» **Instruction**:
Retype exactly the lines from the line with "uniform with a single point per instance." to the end of the data, keeping both boundary lines.

-.-.-

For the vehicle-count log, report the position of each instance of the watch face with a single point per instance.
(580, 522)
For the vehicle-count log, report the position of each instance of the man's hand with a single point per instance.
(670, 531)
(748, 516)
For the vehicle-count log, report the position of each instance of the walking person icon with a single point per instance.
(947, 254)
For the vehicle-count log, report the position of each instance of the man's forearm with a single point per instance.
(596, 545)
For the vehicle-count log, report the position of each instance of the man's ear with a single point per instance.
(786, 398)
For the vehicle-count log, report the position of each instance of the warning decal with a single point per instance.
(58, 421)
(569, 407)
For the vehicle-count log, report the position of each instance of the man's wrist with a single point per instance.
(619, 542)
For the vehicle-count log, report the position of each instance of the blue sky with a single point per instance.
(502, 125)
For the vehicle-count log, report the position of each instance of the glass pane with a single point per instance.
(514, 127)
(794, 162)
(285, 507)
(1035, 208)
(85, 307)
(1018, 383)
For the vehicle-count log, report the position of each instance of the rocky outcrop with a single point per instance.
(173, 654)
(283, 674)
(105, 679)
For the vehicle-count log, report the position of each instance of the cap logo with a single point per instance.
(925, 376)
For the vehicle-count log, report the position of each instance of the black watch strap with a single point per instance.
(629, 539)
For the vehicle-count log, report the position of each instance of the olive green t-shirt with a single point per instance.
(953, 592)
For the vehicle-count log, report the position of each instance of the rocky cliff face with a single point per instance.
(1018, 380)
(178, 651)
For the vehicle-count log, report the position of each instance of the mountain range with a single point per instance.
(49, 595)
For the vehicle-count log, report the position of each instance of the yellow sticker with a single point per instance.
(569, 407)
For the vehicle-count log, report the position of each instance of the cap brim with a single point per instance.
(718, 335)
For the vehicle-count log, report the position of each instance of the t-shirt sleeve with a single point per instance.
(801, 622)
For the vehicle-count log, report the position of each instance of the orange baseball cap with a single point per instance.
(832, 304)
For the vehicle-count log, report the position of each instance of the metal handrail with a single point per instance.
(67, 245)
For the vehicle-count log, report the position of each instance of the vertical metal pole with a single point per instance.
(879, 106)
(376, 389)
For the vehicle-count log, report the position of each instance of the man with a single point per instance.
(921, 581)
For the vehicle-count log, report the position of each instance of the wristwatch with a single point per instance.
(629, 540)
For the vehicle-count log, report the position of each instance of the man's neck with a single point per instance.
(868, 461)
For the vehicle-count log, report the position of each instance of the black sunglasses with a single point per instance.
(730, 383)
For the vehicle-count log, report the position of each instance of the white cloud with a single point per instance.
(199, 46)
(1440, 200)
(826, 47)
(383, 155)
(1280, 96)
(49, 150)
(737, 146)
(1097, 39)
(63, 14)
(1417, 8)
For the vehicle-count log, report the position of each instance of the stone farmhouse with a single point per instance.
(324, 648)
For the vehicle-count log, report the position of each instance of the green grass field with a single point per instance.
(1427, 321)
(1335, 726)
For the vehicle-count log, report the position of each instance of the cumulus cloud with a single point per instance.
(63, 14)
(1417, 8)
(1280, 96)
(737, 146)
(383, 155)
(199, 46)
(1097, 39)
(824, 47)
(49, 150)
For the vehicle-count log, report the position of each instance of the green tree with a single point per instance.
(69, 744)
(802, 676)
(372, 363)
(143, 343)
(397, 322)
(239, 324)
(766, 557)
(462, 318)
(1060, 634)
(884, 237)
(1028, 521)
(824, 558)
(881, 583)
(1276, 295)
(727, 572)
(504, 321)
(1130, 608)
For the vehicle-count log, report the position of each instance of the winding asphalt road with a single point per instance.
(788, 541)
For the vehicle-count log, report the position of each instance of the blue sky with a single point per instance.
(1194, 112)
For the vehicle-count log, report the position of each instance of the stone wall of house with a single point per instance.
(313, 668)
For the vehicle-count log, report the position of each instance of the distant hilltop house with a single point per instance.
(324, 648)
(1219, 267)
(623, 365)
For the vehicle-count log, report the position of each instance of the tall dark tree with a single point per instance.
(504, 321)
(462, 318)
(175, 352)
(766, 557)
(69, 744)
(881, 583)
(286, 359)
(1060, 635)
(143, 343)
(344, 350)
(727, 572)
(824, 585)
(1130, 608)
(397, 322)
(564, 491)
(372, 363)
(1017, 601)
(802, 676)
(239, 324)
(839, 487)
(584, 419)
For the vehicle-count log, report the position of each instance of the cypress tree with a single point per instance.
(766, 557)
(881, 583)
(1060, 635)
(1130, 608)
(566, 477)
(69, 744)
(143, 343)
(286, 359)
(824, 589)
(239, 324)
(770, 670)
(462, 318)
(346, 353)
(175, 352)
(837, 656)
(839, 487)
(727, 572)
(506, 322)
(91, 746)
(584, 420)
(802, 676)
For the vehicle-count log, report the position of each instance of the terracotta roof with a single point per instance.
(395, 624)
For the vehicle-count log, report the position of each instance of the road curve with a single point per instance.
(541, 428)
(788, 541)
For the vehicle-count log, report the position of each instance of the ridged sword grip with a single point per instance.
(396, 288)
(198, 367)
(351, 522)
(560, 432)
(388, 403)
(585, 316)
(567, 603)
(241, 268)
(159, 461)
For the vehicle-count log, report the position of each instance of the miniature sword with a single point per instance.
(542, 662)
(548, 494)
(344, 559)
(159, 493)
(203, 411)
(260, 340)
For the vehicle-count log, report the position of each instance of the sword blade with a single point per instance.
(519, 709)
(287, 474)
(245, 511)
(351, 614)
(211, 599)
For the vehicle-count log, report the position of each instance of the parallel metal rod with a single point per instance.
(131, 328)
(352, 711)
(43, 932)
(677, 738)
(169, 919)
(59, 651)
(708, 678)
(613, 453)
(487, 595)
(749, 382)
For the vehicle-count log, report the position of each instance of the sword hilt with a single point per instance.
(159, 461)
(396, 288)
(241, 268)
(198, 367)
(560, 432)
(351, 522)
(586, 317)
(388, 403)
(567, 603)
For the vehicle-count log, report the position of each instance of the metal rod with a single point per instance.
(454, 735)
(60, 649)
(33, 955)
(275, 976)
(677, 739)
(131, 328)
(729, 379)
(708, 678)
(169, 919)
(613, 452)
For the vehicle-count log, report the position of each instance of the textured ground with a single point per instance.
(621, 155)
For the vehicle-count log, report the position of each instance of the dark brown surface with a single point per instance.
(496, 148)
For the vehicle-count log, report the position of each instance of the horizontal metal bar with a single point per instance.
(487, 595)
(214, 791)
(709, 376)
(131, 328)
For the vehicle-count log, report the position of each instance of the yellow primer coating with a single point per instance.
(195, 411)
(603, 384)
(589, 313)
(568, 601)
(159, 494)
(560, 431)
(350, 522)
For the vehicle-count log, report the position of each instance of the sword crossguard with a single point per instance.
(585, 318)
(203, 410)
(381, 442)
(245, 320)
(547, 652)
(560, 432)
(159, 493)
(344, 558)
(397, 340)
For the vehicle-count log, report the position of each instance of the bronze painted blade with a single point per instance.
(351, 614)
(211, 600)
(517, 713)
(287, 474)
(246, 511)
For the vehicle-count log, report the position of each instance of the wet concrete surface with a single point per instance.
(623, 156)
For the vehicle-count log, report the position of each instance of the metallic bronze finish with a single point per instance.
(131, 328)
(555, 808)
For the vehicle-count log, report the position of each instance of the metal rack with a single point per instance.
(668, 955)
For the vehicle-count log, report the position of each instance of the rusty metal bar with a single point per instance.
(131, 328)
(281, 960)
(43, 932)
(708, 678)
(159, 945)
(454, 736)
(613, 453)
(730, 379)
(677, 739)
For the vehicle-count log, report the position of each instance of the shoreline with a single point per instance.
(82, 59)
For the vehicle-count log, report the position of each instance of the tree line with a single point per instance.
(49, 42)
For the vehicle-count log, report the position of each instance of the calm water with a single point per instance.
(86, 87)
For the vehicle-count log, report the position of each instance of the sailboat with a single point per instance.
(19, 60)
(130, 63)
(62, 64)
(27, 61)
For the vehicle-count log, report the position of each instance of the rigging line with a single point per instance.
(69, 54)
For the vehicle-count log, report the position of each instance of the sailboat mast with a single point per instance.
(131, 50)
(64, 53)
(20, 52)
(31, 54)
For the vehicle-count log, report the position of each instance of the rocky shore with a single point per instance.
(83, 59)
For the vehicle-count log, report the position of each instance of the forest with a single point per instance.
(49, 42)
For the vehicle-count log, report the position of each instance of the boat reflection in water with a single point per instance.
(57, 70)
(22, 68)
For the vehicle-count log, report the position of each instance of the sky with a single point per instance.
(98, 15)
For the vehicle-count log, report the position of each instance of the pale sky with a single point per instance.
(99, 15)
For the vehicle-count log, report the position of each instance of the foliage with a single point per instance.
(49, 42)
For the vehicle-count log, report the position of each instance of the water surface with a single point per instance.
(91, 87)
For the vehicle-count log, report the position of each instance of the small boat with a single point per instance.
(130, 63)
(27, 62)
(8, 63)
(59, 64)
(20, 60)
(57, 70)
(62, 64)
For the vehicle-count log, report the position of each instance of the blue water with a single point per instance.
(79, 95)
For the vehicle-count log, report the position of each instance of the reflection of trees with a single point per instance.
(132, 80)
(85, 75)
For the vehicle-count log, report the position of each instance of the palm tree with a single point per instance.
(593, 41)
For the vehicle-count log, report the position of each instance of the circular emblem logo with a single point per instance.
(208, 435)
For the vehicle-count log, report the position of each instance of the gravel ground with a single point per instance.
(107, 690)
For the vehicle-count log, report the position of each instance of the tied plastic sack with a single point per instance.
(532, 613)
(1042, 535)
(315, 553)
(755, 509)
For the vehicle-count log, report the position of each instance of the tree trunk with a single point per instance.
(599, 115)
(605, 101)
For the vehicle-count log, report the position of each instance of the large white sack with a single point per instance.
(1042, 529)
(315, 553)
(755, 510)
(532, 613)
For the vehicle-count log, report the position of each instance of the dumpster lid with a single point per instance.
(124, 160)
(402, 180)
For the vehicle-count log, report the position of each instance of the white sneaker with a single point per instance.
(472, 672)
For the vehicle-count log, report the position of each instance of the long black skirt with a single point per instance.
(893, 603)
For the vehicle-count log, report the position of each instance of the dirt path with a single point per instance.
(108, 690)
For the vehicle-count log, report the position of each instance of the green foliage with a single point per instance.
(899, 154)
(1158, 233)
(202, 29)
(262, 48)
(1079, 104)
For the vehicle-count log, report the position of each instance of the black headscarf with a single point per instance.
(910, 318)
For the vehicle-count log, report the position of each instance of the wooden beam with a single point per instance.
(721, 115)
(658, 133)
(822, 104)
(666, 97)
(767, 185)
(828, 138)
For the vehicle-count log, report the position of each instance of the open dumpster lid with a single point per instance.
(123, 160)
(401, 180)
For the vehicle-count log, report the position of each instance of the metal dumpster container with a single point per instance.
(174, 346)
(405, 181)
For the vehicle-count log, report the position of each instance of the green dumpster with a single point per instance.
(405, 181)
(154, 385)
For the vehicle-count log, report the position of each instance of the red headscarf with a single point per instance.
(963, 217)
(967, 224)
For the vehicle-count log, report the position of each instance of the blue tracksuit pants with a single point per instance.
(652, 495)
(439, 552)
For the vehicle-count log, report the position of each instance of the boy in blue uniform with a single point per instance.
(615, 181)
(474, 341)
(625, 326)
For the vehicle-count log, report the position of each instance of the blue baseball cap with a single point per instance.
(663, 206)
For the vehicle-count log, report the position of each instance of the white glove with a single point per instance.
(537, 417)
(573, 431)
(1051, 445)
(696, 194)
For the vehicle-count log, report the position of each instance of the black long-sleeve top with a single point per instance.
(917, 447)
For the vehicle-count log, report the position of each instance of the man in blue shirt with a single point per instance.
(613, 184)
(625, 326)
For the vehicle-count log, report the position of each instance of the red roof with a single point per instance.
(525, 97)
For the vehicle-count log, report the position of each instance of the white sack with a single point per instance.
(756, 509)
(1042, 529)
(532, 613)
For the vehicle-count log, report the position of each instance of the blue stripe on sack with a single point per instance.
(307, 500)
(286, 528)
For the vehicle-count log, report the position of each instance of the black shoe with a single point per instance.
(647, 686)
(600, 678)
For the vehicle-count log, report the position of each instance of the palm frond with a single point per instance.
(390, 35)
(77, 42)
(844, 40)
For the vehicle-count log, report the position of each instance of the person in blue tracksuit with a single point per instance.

-.-.-

» **Full answer**:
For the vehicle-count log, report the position of each instance of the boy in blue uniform with a single point per instance.
(615, 181)
(474, 341)
(625, 326)
For the vehicle-count log, report the position of each instance of the blue baseball cap with a single point per instance.
(663, 206)
For the vehicle-count log, report the position of each instance of the white glove with a single point per instance.
(537, 417)
(573, 431)
(1051, 445)
(696, 194)
For the vehicle-count log, report the position of each instance of the black long-sleeve top with a single point per instance.
(917, 447)
For the vehicle-count log, report the position of each instance of the man in blue shirt with a single point per instance.
(613, 184)
(625, 326)
For the vehicle-count log, report the position of each instance of the red roof with a single point per instance.
(525, 97)
For the vehicle-count log, report the position of each instance of the white sack with a single point per instance.
(756, 509)
(1042, 529)
(532, 613)
For the vehicle-count log, report the position of each instance of the blue stripe on sack with a single point per instance.
(307, 500)
(286, 528)
For the vehicle-count log, report the position of each instance of the black shoe with a single point per instance.
(647, 686)
(600, 678)
For the vehicle-count log, report the position of each instance of the palm frond with a single point per instance.
(390, 35)
(77, 42)
(844, 40)
For the vehicle-count log, report the position of each instance of the person in blue tracksuit with a single point per instance.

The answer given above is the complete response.